* **Exercise**: Count the lines in the records below that contain the word "locate", and give only that number.
═════ Record set ═════
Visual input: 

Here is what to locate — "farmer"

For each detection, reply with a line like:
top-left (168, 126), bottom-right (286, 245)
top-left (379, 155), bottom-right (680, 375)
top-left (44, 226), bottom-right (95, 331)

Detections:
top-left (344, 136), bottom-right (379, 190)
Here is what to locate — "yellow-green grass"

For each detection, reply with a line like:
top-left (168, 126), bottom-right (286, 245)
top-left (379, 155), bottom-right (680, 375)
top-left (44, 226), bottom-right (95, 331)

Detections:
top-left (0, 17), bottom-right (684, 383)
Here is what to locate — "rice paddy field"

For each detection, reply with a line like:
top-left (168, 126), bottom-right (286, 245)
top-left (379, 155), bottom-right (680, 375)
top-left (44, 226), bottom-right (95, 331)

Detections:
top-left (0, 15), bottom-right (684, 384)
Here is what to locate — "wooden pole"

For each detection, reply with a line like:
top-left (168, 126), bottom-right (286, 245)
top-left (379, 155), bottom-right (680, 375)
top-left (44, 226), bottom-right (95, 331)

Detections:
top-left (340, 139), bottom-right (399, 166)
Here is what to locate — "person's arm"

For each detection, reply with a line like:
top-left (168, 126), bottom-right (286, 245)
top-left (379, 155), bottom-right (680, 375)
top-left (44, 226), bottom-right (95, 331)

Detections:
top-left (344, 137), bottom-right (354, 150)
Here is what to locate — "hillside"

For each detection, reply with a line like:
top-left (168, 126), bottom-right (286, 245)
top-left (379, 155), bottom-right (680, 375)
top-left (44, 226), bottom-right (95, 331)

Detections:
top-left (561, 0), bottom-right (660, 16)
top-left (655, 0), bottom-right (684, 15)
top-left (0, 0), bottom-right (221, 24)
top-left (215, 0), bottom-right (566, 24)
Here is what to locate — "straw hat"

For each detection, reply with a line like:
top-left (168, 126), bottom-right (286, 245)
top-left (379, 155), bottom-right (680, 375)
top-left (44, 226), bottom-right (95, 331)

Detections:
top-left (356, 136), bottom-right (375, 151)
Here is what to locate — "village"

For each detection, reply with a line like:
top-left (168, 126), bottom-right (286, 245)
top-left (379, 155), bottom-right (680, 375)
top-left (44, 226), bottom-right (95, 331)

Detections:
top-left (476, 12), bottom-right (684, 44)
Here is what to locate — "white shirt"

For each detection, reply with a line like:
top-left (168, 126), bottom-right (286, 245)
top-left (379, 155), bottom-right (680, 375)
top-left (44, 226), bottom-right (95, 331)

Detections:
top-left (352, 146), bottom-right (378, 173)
═════
* **Reply to the task**: 9